Exercise aim:
Repeat verbatim the passage of the text on block-causal attention and KV caching that opens with the words "Two levels of" and closes with "AR-style growing-prefix cache.".

The result: average K_b ≈ 4–6 on typical text, while hard passages (math, code identifiers) get K_b ≥ 12. This is the throughput multiplier.

On this repo's CPU-bounded synthetic-task verification, the monotone-difficulty diagnostic from Appendix A.3 of the master prompt — “bucket inputs by independent difficulty, check that mean K per bucket is monotone increasing” — achieves Spearman rank correlation 1.000. See Results → monotone-difficulty diagnostic.

Block-causal attention mask

For sequence length N partitioned into blocks of size B:

M[i, j] = 1   iff   ⌊i / B⌋ ≥ ⌊j / B⌋

This is a block-lower-triangular pattern where each B × B diagonal block is full (all ones), not lower-triangular. The full structure for two blocks of size 4 (so N = 8):

           B0  B1
        ┌─────────────┐
   B0   │ FULL ─       ← Block 0 self-attention (bidirectional within block)
   B1   │ FULL FULL    ← Block 1 sees all of B0 (causal) and itself (bidirectional)
        └─────────────┘

Implementation: a dense (N, N) bool mask in the CPU reference path; the production GPU path uses flash-attn's block_mask parameter with predicate (kv_idx // block_size) ≤ (q_idx // block_size).

KV-cache across blocks and within block

Two levels of cache reuse, both essential:

Across blocks: Once block b is generated and committed, its K/V are cached forever. Block b+1's denoising sees this cache. This recovers the AR-style growing-prefix cache.
Within block: During the K_b denoising steps of block b, the K/V of the prior blocks (< b) are unchanged across all steps — read from the cache. The K/V of tokens being denoised in block b itself changes each step (as new tokens are unmasked), so they are recomputed each step.

Supplied material:
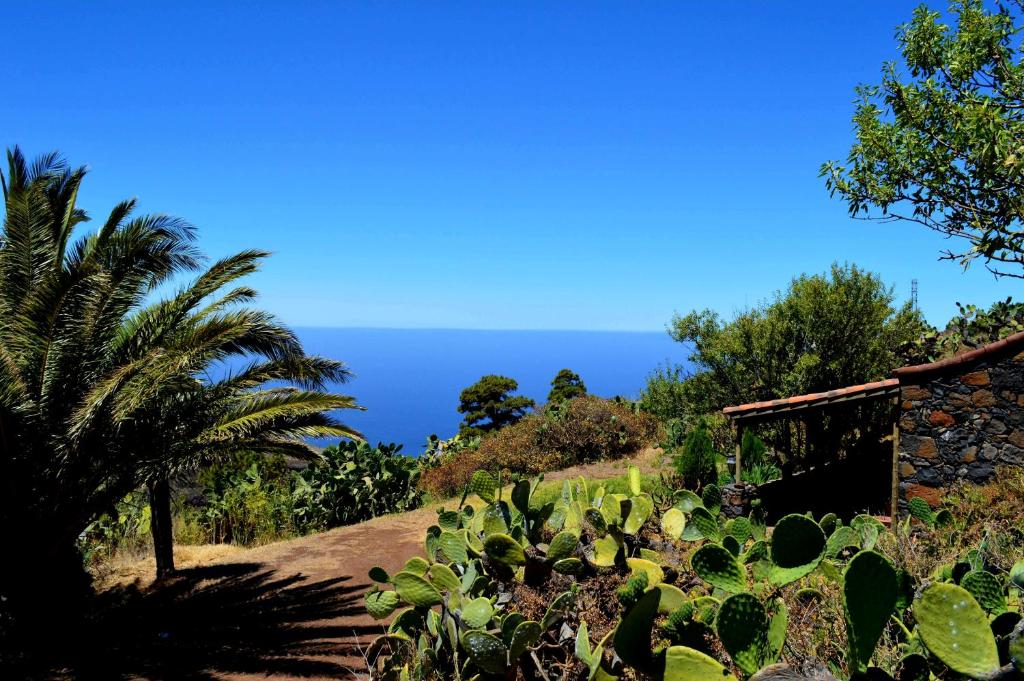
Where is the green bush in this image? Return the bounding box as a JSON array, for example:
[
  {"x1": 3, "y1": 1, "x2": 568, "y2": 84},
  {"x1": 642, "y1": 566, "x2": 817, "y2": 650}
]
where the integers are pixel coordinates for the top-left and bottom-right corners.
[
  {"x1": 640, "y1": 364, "x2": 687, "y2": 423},
  {"x1": 198, "y1": 455, "x2": 299, "y2": 545},
  {"x1": 294, "y1": 441, "x2": 422, "y2": 529},
  {"x1": 673, "y1": 420, "x2": 718, "y2": 490}
]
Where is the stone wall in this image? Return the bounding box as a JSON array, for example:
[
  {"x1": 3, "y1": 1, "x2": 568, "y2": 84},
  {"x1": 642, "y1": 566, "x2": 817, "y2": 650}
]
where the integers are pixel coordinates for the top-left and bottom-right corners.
[{"x1": 899, "y1": 352, "x2": 1024, "y2": 506}]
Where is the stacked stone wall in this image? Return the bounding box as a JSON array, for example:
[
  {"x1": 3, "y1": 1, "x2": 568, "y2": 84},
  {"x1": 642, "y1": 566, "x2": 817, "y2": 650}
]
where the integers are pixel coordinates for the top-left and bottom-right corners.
[{"x1": 899, "y1": 352, "x2": 1024, "y2": 506}]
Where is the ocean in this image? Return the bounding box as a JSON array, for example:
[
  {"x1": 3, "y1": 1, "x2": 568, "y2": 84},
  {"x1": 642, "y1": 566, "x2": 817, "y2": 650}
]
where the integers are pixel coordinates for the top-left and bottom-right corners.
[{"x1": 296, "y1": 328, "x2": 687, "y2": 456}]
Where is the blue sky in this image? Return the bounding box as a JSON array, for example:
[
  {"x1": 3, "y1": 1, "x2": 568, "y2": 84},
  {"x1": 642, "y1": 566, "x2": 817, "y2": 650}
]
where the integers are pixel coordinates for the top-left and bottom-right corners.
[{"x1": 0, "y1": 0, "x2": 1019, "y2": 330}]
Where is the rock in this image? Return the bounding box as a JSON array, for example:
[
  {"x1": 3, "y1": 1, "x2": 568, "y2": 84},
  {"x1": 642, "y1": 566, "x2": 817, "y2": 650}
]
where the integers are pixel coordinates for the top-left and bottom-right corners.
[
  {"x1": 901, "y1": 435, "x2": 939, "y2": 459},
  {"x1": 985, "y1": 419, "x2": 1007, "y2": 435},
  {"x1": 900, "y1": 385, "x2": 932, "y2": 401},
  {"x1": 903, "y1": 484, "x2": 943, "y2": 508},
  {"x1": 961, "y1": 370, "x2": 992, "y2": 386},
  {"x1": 971, "y1": 390, "x2": 995, "y2": 407}
]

Solution to the exercise:
Two levels of cache reuse, both essential:

Across blocks: Once block b is generated and committed, its K/V are cached forever. Block b+1's denoising sees this cache. This recovers the AR-style growing-prefix cache.